**EXERCISE DETAILS:**
Each record should be written out exactly as it stands.

**EXTRACTED MATERIAL:**
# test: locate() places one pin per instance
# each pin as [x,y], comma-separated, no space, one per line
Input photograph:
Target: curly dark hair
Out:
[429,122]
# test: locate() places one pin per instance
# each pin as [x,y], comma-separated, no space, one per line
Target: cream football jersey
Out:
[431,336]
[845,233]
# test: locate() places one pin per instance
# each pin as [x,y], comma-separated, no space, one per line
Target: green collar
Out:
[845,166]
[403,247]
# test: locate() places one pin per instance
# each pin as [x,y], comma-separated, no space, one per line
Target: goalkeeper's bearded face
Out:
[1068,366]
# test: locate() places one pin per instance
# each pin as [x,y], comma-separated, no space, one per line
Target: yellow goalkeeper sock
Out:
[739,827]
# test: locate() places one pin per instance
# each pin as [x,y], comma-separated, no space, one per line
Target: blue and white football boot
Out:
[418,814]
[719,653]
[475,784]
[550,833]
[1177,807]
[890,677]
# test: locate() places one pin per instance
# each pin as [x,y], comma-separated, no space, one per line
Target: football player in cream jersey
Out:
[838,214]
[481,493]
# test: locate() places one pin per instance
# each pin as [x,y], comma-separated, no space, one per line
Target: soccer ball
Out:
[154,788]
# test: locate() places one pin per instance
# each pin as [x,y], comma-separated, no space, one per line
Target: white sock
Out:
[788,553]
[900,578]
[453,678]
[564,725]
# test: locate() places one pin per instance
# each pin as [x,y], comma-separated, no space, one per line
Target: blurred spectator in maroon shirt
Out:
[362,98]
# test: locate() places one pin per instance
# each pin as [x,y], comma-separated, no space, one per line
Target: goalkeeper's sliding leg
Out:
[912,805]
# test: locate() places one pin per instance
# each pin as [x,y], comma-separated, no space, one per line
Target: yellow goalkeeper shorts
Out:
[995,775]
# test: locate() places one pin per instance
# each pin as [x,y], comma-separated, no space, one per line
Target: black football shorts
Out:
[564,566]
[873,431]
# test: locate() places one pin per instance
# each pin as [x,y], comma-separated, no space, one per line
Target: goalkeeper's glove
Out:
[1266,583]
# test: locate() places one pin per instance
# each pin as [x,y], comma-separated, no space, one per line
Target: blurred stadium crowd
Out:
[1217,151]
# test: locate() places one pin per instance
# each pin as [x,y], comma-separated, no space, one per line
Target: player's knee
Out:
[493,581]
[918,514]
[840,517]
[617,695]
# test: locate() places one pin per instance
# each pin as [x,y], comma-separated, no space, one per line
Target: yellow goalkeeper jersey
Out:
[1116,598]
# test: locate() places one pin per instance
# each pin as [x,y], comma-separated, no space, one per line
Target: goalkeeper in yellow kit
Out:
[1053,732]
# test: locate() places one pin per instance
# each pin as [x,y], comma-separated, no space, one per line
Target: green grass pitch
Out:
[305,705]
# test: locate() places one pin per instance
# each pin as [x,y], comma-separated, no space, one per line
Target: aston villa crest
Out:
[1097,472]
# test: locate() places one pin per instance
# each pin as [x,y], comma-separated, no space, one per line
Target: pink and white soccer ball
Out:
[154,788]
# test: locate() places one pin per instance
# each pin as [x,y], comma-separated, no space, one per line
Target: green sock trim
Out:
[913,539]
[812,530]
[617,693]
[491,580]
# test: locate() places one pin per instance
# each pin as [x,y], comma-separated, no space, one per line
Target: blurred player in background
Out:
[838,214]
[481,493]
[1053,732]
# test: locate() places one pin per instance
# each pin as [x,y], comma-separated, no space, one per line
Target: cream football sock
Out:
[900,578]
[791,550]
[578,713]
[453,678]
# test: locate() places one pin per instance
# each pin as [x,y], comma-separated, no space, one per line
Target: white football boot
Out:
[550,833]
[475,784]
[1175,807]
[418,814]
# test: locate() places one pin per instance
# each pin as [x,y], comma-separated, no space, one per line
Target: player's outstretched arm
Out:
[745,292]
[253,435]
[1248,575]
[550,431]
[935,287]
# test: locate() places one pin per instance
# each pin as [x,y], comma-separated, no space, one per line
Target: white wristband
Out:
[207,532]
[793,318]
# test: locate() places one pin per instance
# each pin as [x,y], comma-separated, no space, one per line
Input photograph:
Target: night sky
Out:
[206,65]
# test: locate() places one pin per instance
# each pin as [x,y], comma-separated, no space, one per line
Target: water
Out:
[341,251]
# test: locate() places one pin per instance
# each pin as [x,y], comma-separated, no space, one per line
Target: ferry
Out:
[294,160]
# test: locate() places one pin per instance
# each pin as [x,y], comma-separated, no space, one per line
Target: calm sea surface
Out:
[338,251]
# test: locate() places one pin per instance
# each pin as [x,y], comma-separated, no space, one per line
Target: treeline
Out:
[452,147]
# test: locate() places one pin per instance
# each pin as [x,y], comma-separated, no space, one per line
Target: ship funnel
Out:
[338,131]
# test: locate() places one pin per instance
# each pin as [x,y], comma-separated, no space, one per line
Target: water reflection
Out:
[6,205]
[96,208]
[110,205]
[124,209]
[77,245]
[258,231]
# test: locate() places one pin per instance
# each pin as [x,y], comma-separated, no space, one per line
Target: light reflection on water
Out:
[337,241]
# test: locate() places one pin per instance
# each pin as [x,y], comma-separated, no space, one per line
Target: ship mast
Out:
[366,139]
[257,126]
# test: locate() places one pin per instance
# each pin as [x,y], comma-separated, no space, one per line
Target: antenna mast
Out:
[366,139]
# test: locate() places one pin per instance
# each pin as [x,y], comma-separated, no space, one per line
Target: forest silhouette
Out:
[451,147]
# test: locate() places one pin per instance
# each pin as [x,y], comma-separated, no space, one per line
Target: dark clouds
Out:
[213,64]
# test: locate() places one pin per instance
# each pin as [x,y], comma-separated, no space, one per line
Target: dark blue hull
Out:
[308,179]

**REPLY:**
# test: locate() places one pin per instance
# each pin as [x,y], comma-separated, no space, one per line
Input photograph:
Target: curly dark hair
Out:
[429,122]
# test: locate() places one pin per instance
# each pin as [x,y], comma-separated, no space, one per line
Target: cream football jersey
Out:
[431,336]
[845,233]
# test: locate() places one pin per instance
# each pin as [x,y], comma-separated, no space, one per line
Target: green collar
Out:
[845,166]
[403,247]
# test: locate() places one pin per instance
# each pin as [x,y], comma-separated, no space, one per line
Target: goalkeeper's bearded face
Out:
[1068,366]
# test: locate() places one pin per instance
# each pin as [x,y], comma-separated, no space, one per line
Target: yellow goalkeeper sock
Out:
[739,827]
# test: locate() places one pin per instance
# each pin as [x,y], comma-separated, no space, one per line
Target: blue and white football boot
Out:
[418,814]
[719,653]
[475,784]
[550,833]
[1177,807]
[890,677]
# test: locate() places one pin per instance
# each pin as [x,y], comma-separated, no space, one per line
Target: football player in cream jersey
Out:
[838,214]
[481,493]
# test: locate() places one pin per instance
# each pin as [x,y], comma-separated, no space, one per line
Target: soccer ball
Out:
[154,788]
# test: locate() places one pin per instance
# each pin as [x,y], comma-separated, no space, one per line
Target: white sock
Out:
[788,553]
[900,578]
[453,678]
[564,725]
# test: locate() places one pin per instance
# each pin as [x,y], comma-separated, no space, one per line
Target: blurred spectator in maroon shirt
Out:
[362,98]
# test: locate() places one pin per instance
# each pin as [x,y], comma-separated, no space, one per line
Target: goalkeeper's sliding leg
Out:
[912,805]
# test: locate() places one pin per instance
# each pin as [x,y], comma-separated, no space, one per line
Target: yellow goalkeeper shorts
Out:
[995,775]
# test: locate() places one pin per instance
# each pin as [x,y], comma-separated, no space, one per line
Target: black football shorts
Out:
[564,566]
[873,431]
# test: locate() places one pin per instance
# each pin as [x,y], comma-separated, no space, one per line
Target: goalkeeper's glove
Out:
[1266,583]
# test: locate() places one pin per instance
# each pin as [x,y], comma-separated, no space, one per line
Target: blurred stadium crowd
Out:
[1217,151]
# test: locate() places one pin per instance
# each pin as [x,y], comma-separated, no space, one per line
Target: player's knee
Out:
[493,581]
[918,514]
[840,517]
[617,695]
# test: locate() places one pin per instance
# each pin as [x,y], comma-separated, no space, one per line
Target: yellow goalkeeper jersey
Out:
[1116,598]
# test: locate() places one pin per instance
# each pin as [x,y], comma-separated, no space, one per line
Target: goalkeeper in yellow kit
Out:
[1053,732]
# test: locate() places one pin per instance
# each pin as [x,y], comma-separated, no space, one per line
Target: green grass pitch
Out:
[305,705]
# test: locate() places one pin per instance
# each pin as [x,y], comma-separated, no space, one per line
Target: aston villa crest
Out:
[1097,472]
# test: locate() places one pin per instance
# each pin as [x,y], comma-separated, no space, one per line
Target: pink and white soccer ball
Out:
[154,788]
# test: locate() places one pin per instance
# each pin as [x,y], comma-separated, no space, one per line
Target: green sock trim
Out:
[913,539]
[812,530]
[617,693]
[491,580]
# test: locate() places one pin per instance
# each pin as [x,y], comma-separated, no space, one per line
Target: blurred player in background
Out:
[838,214]
[481,493]
[1053,732]
# test: locate() places one pin per instance
# each pin as [x,y], comma-separated, no space, one per line
Target: cream football sock
Out:
[900,578]
[791,550]
[578,713]
[453,678]
# test: locate() places one pin per instance
# each pin as [x,y], comma-separated, no space, one per line
Target: white football boot
Out:
[550,833]
[475,784]
[1175,807]
[418,814]
# test: locate() places one pin per instance
# each pin as [x,y], comma-separated, no space, one per line
Target: player's outstretched arm
Out:
[745,292]
[253,435]
[1248,575]
[550,431]
[935,287]
# test: locate() places one pin per instance
# each pin as [x,y], comma-separated, no space, one per line
Target: white wristband
Out:
[207,532]
[793,318]
# test: locate() places one pin per instance
# each pin as [x,y], comma-separated, no space, one per line
Input photograph:
Target: night sky
Out:
[206,65]
# test: locate() places one pin per instance
# each pin as [x,y], comma-separated, no space, one per line
Target: water
Out:
[341,251]
# test: locate() places one pin per instance
# each pin as [x,y], comma-separated, no space, one per line
Target: ferry
Out:
[294,160]
# test: locate() places one pin per instance
# each pin as [x,y], comma-separated, no space, one per line
Target: calm sea surface
Out:
[338,251]
# test: locate() places one pin per instance
# each pin as [x,y], comma-separated, no space, one per line
Target: treeline
Out:
[452,147]
# test: locate() places one pin per instance
# each pin as [x,y], comma-separated, no space, one per line
Target: ship funnel
Out:
[338,131]
# test: locate() places one pin per instance
# each pin as [x,y], comma-separated, no space, one per line
Target: water reflection
Out:
[6,205]
[96,208]
[110,205]
[124,209]
[77,245]
[258,231]
# test: locate() places one pin per instance
# each pin as [x,y], comma-separated, no space, one per line
Target: light reflection on water
Out:
[337,241]
# test: locate() places one pin per instance
# each pin as [x,y], comma-separated, no space, one per line
Target: ship mast
Out:
[366,139]
[257,126]
# test: locate() places one pin per instance
# each pin as [x,y], comma-separated, no space, one per line
Target: antenna mast
Out:
[366,139]
# test: locate() places one pin per instance
# each pin as [x,y], comma-separated, no space, one per line
Target: forest silhouette
Out:
[451,147]
# test: locate() places one pin per instance
# each pin as [x,y], comma-separated, no space, one per line
Target: dark clouds
Out:
[213,64]
# test: locate() places one pin per instance
# each pin as [x,y], comma-separated, no space, one per line
Target: dark blue hull
Out:
[308,179]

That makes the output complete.